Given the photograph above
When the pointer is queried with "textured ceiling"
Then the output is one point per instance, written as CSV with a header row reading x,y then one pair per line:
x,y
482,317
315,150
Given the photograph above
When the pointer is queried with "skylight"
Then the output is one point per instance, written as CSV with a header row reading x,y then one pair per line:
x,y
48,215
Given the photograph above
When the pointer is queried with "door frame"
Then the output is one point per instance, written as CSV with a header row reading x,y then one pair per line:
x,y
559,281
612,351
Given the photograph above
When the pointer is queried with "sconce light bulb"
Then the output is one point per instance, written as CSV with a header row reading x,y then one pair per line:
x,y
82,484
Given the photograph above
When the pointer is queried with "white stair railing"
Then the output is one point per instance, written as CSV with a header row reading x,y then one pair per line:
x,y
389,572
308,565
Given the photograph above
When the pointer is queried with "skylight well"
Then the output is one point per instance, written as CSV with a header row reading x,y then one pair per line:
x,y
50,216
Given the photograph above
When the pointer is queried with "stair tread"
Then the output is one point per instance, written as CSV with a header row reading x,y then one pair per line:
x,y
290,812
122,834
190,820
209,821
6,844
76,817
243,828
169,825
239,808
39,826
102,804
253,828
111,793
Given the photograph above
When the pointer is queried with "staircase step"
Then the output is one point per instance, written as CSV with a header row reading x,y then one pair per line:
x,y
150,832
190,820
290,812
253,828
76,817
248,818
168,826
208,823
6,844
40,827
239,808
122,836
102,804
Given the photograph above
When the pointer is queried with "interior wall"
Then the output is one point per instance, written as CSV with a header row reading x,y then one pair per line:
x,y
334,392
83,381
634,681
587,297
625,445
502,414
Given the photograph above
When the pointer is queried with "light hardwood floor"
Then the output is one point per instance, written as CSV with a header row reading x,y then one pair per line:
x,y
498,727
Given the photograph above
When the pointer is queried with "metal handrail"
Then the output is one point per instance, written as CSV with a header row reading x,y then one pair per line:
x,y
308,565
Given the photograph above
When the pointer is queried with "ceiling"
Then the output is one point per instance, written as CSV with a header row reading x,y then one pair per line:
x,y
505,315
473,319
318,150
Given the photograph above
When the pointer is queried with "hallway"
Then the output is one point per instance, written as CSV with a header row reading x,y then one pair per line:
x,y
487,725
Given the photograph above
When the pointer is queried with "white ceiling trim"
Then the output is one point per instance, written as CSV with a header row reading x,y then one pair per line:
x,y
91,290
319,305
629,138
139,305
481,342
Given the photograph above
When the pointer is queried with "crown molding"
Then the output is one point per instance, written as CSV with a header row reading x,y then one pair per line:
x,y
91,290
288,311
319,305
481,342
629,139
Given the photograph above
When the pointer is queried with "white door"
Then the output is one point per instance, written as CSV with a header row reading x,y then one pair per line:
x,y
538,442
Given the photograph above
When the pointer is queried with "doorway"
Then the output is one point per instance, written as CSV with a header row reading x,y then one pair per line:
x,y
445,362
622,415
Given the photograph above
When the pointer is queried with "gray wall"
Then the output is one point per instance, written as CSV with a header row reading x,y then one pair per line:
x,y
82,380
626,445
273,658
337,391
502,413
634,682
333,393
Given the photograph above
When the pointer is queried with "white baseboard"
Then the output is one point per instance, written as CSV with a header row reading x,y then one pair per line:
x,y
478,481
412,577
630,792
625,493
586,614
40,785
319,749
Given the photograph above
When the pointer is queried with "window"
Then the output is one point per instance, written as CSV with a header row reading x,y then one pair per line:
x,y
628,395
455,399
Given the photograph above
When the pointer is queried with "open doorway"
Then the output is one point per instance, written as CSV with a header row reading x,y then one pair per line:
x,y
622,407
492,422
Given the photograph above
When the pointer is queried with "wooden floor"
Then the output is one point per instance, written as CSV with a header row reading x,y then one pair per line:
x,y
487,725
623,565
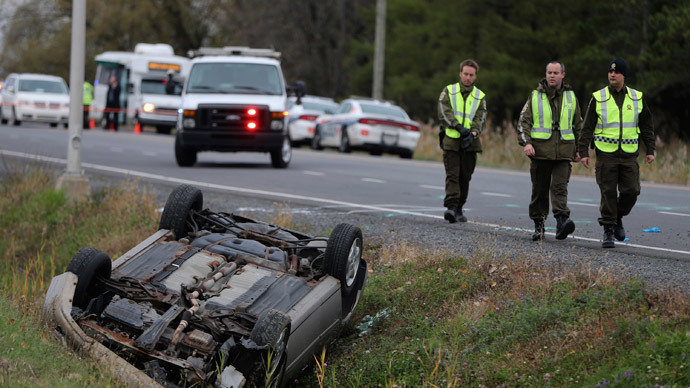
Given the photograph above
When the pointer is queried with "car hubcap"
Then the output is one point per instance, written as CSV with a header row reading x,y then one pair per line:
x,y
353,262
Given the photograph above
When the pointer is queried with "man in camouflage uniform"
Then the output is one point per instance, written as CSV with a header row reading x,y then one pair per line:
x,y
617,118
549,125
462,112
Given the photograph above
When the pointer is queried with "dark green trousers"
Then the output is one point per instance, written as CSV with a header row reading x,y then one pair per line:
x,y
549,177
459,168
619,184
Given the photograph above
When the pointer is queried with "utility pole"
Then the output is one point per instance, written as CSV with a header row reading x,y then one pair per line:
x,y
379,49
76,186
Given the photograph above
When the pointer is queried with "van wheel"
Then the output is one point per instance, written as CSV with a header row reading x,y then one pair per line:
x,y
281,158
181,201
184,156
88,264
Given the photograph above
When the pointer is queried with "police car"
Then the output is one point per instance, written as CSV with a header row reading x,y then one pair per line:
x,y
370,125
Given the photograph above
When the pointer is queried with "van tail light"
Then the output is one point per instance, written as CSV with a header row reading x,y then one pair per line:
x,y
407,127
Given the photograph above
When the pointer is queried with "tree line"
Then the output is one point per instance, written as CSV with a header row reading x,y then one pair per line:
x,y
330,44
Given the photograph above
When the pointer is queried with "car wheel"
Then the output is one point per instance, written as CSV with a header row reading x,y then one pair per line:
x,y
406,154
14,118
182,200
184,156
316,140
281,158
88,264
344,142
343,253
272,329
164,129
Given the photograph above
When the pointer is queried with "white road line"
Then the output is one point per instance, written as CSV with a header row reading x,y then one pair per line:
x,y
583,204
676,214
432,187
496,194
214,186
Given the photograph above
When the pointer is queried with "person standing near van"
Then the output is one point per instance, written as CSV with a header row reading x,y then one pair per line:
x,y
112,104
88,98
549,126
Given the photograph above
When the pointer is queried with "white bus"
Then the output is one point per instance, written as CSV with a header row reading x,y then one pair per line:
x,y
142,76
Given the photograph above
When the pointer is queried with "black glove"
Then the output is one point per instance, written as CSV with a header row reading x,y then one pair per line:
x,y
464,132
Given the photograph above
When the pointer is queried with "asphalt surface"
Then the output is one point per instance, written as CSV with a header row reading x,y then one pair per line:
x,y
505,236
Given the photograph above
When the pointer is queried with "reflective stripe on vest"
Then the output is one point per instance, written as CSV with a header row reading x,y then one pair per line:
x,y
458,104
610,131
542,122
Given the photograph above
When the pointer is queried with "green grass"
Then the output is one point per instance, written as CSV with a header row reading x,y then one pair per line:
x,y
427,318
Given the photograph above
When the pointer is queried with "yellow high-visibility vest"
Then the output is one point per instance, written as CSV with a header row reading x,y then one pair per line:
x,y
614,126
459,105
542,119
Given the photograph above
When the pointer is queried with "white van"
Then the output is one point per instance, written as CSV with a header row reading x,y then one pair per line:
x,y
142,76
35,97
235,99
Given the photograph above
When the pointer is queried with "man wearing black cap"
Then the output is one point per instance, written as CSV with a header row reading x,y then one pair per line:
x,y
617,118
549,125
462,112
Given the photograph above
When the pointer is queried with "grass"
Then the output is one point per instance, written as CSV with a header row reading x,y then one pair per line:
x,y
427,318
500,149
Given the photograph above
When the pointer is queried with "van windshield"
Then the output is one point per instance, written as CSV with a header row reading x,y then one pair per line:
x,y
42,86
156,86
236,78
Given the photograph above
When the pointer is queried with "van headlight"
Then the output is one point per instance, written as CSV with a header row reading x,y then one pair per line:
x,y
148,107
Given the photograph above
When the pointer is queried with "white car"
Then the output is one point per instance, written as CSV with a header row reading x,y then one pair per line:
x,y
35,97
370,125
302,116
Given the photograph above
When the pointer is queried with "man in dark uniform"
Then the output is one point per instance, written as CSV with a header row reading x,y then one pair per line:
x,y
462,112
617,118
549,125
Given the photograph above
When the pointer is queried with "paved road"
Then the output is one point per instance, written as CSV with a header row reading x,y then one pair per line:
x,y
361,183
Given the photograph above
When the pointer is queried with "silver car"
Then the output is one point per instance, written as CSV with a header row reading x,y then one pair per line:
x,y
211,298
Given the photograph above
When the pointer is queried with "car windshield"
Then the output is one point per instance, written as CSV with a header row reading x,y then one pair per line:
x,y
392,111
42,86
242,78
156,86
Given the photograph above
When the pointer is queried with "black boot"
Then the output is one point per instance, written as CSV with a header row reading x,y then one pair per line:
x,y
619,230
459,217
451,214
564,226
538,231
608,237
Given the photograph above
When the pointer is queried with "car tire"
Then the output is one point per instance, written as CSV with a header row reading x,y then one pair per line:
x,y
272,329
343,254
344,146
406,154
316,140
164,129
281,158
88,264
184,156
181,201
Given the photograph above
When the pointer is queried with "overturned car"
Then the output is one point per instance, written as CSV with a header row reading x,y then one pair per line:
x,y
211,299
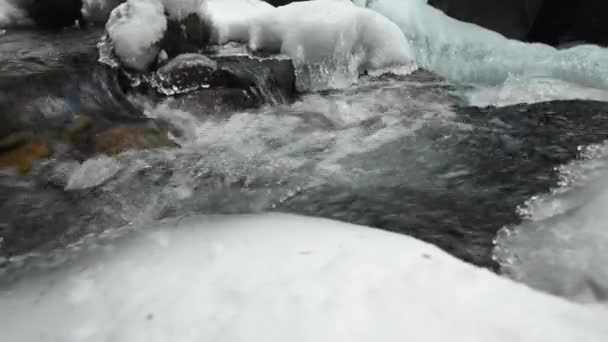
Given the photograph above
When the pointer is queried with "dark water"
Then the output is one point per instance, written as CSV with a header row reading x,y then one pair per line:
x,y
397,153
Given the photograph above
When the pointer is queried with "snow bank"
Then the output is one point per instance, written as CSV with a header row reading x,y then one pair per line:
x,y
11,14
136,29
330,41
284,278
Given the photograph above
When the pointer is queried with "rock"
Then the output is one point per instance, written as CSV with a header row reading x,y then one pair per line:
x,y
512,18
185,73
15,140
125,137
188,34
274,77
54,13
254,80
136,30
281,2
23,157
560,22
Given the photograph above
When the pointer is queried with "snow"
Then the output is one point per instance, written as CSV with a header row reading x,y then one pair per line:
x,y
281,278
330,41
467,53
561,245
136,29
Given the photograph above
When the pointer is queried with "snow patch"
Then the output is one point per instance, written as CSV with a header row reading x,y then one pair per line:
x,y
284,278
330,41
136,29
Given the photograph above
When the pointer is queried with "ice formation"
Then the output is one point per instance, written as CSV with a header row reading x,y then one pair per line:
x,y
278,278
467,53
136,29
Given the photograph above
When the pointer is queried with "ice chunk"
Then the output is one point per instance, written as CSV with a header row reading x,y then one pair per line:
x,y
136,29
98,10
284,278
330,41
522,89
467,53
561,246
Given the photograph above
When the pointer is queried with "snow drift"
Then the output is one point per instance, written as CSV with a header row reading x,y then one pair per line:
x,y
278,278
331,42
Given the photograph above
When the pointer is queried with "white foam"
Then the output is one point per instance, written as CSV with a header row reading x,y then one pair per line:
x,y
285,278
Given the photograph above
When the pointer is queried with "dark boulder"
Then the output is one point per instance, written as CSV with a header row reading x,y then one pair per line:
x,y
512,18
552,22
55,13
560,21
281,2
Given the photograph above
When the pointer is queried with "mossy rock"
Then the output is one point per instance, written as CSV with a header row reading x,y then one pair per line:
x,y
23,157
125,137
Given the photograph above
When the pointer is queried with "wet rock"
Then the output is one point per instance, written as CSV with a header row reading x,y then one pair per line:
x,y
15,140
121,138
226,81
54,13
23,157
186,73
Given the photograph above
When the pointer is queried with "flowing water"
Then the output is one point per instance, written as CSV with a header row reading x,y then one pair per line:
x,y
401,153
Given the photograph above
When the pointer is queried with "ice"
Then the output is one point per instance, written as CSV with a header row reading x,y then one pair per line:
x,y
136,29
561,246
98,10
522,89
182,8
284,278
331,42
467,53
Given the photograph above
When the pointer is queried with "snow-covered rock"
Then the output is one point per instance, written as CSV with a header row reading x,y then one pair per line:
x,y
136,29
98,11
330,41
284,278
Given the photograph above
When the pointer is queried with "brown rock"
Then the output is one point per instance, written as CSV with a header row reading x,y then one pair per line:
x,y
23,157
125,137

++++++

- _DIRECTION_
Return every line of the items above that contains the word "white", copying each one in full.

- _TASK OUTPUT_
When the pointer is queried with "white stair railing"
When the pointer is queried with "white ceiling trim"
When the pointer is queried with "white door"
When the pointer is queried with "white baseboard"
When the pointer is queried with "white road line"
When the pointer is queried with "white bus"
When the pointer is queried with "white van"
When the pointer is queried with "white car"
When the pointer is queried with "white foam"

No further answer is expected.